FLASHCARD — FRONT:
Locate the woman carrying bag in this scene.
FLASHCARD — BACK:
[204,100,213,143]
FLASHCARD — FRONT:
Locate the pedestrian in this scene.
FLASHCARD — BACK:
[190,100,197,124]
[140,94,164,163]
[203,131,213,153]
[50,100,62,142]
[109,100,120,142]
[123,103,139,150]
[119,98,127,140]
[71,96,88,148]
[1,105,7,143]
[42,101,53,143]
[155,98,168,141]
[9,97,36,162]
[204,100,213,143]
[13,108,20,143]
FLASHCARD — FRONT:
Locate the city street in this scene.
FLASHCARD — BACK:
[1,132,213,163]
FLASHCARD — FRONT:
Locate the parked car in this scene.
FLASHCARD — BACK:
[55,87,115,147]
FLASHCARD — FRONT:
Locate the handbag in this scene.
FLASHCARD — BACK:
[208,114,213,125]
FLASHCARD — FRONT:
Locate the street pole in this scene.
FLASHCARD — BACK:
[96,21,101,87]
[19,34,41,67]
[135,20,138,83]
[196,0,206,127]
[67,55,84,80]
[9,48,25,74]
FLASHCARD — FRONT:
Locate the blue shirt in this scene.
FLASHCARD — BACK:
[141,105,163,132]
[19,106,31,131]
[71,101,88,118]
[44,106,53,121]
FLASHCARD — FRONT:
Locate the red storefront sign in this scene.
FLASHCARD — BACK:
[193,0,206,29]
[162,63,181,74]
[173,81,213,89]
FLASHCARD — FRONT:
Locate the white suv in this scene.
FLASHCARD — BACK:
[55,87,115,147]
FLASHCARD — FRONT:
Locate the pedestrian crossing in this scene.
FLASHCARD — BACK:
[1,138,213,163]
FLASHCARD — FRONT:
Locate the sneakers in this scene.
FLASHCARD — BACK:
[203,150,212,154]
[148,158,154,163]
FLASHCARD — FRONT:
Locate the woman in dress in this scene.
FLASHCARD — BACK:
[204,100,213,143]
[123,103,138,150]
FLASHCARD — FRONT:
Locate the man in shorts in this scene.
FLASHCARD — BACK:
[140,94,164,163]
-*-
List each line of the data above that contains the word "pedestrian", copying the lines in full.

Locate the pedestrian in this scene.
Locate the pedestrian crossing in this scene.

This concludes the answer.